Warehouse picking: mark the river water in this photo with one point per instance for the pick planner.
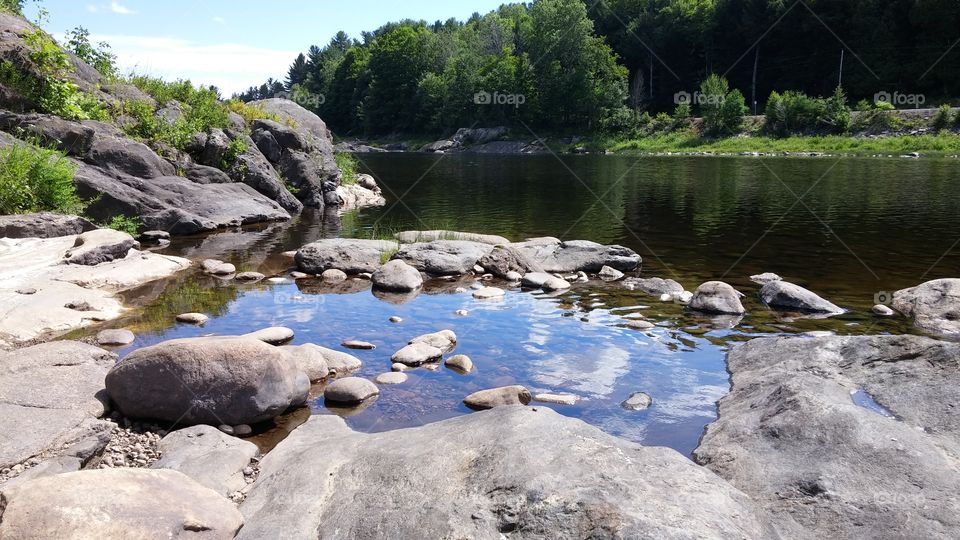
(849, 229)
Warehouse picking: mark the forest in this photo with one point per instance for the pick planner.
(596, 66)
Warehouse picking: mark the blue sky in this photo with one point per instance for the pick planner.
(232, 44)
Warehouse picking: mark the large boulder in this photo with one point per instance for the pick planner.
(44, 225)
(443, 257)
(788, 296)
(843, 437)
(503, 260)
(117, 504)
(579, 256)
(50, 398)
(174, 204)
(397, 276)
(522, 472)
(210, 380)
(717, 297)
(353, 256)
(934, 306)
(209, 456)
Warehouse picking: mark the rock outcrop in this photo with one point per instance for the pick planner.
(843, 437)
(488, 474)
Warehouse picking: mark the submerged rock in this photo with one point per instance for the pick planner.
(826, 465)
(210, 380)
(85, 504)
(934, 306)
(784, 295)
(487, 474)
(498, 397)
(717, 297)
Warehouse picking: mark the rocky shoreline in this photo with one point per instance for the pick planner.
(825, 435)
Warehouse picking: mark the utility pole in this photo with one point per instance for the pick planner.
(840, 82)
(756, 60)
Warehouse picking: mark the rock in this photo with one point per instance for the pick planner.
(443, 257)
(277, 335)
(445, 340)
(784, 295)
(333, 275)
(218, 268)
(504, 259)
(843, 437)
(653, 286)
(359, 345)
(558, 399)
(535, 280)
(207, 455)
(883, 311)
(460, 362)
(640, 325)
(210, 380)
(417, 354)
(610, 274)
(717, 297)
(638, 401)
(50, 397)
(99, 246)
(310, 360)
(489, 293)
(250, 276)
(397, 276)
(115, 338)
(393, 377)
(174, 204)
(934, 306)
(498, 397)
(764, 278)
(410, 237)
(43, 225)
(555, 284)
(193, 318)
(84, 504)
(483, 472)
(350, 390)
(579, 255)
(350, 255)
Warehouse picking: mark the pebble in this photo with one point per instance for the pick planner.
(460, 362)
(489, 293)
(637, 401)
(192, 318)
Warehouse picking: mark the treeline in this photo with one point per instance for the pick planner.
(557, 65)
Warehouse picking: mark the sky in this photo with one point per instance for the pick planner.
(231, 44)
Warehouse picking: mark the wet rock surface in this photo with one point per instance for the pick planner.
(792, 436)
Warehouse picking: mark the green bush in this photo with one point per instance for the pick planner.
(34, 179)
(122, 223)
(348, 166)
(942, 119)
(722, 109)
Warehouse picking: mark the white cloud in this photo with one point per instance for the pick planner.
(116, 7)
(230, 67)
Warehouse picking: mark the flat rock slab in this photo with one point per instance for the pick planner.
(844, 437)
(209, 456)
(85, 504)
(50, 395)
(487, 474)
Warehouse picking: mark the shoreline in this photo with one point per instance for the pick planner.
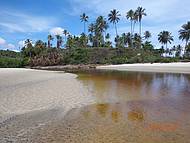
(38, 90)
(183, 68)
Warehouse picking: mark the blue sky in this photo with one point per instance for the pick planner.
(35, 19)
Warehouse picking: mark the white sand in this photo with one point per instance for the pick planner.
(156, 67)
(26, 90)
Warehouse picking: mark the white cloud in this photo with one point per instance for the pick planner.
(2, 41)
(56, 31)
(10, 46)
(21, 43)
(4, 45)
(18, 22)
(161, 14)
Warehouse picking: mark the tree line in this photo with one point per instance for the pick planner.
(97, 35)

• • • • • • •

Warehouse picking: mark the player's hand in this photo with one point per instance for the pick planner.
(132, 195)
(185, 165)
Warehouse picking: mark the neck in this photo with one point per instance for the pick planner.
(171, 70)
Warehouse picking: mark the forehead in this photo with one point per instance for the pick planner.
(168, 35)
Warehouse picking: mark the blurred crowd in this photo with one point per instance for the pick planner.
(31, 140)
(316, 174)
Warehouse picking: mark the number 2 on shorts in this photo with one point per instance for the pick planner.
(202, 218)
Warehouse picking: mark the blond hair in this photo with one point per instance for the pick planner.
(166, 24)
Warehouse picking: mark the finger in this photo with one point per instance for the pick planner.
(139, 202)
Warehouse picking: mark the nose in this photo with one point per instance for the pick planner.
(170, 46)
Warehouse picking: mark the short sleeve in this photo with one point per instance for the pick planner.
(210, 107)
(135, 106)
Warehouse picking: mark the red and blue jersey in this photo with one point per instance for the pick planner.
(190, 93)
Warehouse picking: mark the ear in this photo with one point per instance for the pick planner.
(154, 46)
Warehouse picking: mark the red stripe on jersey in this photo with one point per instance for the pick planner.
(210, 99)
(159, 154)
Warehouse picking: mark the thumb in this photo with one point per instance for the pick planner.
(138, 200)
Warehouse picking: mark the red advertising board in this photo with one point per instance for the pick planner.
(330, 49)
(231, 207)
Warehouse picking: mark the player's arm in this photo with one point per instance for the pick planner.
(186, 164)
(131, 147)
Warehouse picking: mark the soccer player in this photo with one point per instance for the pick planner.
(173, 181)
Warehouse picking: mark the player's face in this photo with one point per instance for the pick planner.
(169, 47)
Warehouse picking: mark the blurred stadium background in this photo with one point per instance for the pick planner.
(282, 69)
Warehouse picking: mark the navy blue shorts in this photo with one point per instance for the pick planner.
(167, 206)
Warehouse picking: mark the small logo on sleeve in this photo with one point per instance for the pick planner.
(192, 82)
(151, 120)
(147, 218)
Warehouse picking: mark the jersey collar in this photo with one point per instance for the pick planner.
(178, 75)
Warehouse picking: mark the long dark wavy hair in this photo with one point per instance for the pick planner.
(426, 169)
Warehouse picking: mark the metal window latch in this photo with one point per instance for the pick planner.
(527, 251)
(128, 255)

• • • • • • •

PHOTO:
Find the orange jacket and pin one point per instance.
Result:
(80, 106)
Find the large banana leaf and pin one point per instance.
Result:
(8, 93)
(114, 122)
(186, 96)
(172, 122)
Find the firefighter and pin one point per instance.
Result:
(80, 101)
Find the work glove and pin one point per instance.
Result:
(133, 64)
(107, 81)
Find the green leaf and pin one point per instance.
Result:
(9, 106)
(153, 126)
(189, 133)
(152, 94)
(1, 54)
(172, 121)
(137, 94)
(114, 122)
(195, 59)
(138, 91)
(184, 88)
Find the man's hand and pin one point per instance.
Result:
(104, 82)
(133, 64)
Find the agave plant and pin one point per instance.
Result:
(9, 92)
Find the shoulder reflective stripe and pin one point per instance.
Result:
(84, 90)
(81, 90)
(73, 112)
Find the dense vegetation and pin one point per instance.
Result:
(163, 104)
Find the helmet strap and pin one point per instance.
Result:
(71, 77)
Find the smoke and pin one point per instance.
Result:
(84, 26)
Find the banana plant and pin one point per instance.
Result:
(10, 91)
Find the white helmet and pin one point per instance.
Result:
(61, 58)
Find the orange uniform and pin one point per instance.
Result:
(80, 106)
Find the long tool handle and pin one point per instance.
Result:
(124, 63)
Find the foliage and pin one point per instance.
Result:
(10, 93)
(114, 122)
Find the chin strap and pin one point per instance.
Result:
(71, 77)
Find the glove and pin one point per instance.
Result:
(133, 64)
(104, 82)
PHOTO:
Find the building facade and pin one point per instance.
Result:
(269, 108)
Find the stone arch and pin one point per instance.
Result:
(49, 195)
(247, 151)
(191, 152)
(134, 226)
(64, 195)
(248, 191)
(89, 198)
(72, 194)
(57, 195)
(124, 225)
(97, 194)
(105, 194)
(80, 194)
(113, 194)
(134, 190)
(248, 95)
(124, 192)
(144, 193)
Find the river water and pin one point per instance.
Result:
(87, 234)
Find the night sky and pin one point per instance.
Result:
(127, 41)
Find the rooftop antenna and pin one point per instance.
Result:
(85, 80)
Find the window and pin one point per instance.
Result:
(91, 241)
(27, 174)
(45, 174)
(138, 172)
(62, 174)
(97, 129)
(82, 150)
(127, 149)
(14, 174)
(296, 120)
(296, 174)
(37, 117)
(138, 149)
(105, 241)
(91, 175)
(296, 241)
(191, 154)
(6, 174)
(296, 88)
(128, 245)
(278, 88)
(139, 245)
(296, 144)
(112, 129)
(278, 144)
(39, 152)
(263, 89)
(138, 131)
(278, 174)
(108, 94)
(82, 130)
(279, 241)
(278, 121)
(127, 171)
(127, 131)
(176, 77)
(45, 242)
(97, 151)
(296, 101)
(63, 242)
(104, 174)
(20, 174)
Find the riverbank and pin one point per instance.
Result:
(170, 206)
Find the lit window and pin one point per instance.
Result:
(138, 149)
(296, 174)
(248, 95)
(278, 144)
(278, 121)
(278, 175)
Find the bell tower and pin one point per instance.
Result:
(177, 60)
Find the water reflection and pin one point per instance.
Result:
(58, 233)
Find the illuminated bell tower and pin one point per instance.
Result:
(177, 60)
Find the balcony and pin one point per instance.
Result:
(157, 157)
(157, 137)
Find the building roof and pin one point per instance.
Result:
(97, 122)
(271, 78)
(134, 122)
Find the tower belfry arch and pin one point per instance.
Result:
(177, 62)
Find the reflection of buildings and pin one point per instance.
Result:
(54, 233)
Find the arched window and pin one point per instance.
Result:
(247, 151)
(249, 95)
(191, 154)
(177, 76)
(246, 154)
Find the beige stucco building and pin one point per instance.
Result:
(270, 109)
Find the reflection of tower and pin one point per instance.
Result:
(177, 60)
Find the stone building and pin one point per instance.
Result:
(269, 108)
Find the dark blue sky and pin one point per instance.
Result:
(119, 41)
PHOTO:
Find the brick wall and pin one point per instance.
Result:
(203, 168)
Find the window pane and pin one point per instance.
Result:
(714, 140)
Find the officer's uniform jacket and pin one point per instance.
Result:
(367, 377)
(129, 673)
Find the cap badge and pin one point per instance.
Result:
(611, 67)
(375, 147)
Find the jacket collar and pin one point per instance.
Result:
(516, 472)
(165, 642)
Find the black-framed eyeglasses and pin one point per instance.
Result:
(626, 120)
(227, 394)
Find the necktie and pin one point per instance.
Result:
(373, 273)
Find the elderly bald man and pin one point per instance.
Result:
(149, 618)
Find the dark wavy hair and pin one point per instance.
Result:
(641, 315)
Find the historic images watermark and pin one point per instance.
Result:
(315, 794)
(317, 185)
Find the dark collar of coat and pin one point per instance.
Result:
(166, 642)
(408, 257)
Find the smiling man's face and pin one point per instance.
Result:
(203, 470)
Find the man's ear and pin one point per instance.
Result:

• • • • • • •

Work to do - Pick out every row that contains the word "sleeve" and copy each one in full. Case matters.

Result -
Warehouse picking: mark the short sleeve in this photo with one point per instance for the pick planner.
Warehouse picking: mark the small logo on sleeve in this photo with one point per instance for the pick planner.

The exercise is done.